### Supplied text
○ ○ ○ ○ ○ ○ ○
Reasoning and Analysis of the Judge
The court applied the tests of “Could-Would Approach”, “Obvious to Try”, and “Problem-Solution” to assess whether the appellant’s invention was a non-obvious technical advance over the cited prior art. The Court observed that all three cited documents D1, D2, and D3 described processes and compositions similar to the claimed invention. Example 13 of D1 already disclosed a catalyst with a molecular weight distribution (MWD) of 7—well within the claimed range of 5.75 to 9. D2 similarly described MWD values of 7 and 7.1 using diether compounds. D3 disclosed the same process steps as the appellant’s claims but described electron donors in broader terms.
The Court found that a person skilled in the art would logically be motivated to combine the teachings of D1, D2, and D3 to arrive at the claimed invention. Since one of the inventors in the application was also the inventor of D3, the Court held that he would have knowledge of prior arts and that the modification did not rise to the level of a patentable inventive step. The Court rejected the argument that the Controller copied from the European Patent Office’s decision, finding that the order met the standards set in Agriboard International and was reasoned.
○ ○ ○ ○ ○ ○ ○
### Data lines
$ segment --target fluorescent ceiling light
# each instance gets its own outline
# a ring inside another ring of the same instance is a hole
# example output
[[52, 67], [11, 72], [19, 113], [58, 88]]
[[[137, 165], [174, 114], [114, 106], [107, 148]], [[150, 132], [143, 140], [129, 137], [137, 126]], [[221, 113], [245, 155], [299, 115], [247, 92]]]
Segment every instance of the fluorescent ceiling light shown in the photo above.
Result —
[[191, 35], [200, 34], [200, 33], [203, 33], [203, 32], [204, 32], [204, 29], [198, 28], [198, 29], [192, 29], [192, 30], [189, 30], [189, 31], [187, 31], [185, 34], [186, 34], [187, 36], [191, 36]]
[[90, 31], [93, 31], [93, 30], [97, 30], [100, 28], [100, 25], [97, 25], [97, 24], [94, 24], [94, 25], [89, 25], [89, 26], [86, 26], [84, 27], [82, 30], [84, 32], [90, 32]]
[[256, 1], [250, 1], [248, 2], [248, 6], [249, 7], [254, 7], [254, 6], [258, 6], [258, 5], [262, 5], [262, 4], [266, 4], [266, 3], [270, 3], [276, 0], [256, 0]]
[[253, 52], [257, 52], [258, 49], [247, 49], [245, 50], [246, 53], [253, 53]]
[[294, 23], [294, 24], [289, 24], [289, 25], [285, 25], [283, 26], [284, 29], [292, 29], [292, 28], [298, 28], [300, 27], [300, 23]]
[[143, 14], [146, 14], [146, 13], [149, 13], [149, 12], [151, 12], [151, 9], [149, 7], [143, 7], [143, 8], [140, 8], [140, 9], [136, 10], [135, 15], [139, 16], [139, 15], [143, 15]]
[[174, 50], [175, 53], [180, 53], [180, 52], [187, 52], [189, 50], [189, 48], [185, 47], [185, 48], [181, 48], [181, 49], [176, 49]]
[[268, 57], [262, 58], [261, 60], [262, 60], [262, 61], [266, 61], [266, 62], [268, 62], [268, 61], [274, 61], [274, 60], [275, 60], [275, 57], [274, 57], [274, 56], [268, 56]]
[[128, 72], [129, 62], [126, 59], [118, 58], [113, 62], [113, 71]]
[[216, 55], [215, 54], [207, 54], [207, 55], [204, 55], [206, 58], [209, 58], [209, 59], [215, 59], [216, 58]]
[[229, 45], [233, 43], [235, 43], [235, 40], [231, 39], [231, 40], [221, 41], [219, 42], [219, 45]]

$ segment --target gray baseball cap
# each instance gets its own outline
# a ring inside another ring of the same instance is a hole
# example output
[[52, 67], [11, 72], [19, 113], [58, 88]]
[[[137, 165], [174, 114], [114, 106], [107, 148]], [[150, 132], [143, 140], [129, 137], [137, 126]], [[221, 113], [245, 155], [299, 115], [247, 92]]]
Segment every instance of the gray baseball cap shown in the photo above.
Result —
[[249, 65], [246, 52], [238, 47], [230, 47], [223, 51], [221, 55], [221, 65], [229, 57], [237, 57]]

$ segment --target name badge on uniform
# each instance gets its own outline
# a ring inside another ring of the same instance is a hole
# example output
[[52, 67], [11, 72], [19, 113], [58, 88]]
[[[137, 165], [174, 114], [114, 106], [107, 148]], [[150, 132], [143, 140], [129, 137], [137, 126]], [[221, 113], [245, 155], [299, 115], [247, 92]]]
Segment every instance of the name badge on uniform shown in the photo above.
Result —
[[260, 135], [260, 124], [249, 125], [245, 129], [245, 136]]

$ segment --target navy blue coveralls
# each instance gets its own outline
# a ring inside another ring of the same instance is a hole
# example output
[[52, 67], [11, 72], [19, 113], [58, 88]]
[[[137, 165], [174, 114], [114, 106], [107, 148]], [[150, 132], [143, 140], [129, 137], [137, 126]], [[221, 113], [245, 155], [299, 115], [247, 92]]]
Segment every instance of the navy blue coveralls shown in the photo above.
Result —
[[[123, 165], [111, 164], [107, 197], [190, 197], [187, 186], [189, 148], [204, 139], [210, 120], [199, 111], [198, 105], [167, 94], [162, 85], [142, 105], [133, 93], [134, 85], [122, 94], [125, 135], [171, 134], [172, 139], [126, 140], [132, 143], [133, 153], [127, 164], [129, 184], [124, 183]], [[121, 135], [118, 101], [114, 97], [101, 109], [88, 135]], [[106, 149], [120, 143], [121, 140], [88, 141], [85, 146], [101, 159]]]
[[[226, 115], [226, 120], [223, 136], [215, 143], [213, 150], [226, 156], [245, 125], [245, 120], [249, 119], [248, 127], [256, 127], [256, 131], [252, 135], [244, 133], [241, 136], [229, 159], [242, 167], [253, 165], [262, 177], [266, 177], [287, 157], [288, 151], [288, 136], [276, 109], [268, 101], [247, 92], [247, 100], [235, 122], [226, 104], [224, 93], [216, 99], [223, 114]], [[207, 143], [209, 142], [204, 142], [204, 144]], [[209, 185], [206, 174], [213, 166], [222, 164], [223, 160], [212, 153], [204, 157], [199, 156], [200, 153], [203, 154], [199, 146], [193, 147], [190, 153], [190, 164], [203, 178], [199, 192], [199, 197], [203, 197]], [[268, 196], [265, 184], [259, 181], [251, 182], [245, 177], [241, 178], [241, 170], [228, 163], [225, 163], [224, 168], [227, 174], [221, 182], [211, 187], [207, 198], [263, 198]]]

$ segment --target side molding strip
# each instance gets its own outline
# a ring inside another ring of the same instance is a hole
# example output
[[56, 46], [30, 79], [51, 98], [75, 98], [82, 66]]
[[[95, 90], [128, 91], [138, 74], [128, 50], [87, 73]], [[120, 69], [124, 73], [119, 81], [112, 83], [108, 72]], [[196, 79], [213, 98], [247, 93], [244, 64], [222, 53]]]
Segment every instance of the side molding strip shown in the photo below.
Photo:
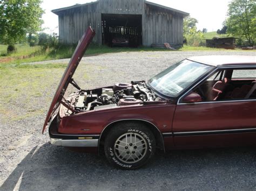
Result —
[[164, 137], [179, 137], [179, 136], [193, 136], [199, 135], [209, 135], [218, 134], [240, 133], [248, 132], [256, 132], [256, 128], [232, 129], [219, 131], [190, 131], [179, 132], [174, 133], [163, 133]]

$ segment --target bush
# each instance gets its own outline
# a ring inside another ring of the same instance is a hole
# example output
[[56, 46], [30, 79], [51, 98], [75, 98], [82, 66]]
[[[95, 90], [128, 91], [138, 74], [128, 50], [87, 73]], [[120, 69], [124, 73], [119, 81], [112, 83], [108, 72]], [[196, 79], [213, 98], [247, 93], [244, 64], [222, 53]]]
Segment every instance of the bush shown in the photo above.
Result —
[[16, 50], [15, 46], [13, 45], [8, 45], [7, 47], [7, 52], [10, 53], [15, 52]]
[[205, 45], [204, 34], [201, 31], [197, 31], [196, 29], [191, 29], [190, 33], [185, 35], [187, 44], [191, 46], [202, 46]]
[[58, 39], [56, 33], [48, 34], [41, 33], [39, 34], [38, 39], [38, 45], [45, 51], [49, 48], [57, 48], [58, 46]]
[[37, 35], [29, 34], [28, 41], [30, 46], [35, 46], [38, 44], [38, 36]]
○ ○ ○ ○ ○ ○ ○
### Written request
In the judge's reasoning, what molecular weight distribution did Example 13 of D1 disclose?

### Full response
A molecular weight distribution of 7, within the claimed range of 5.75 to 9.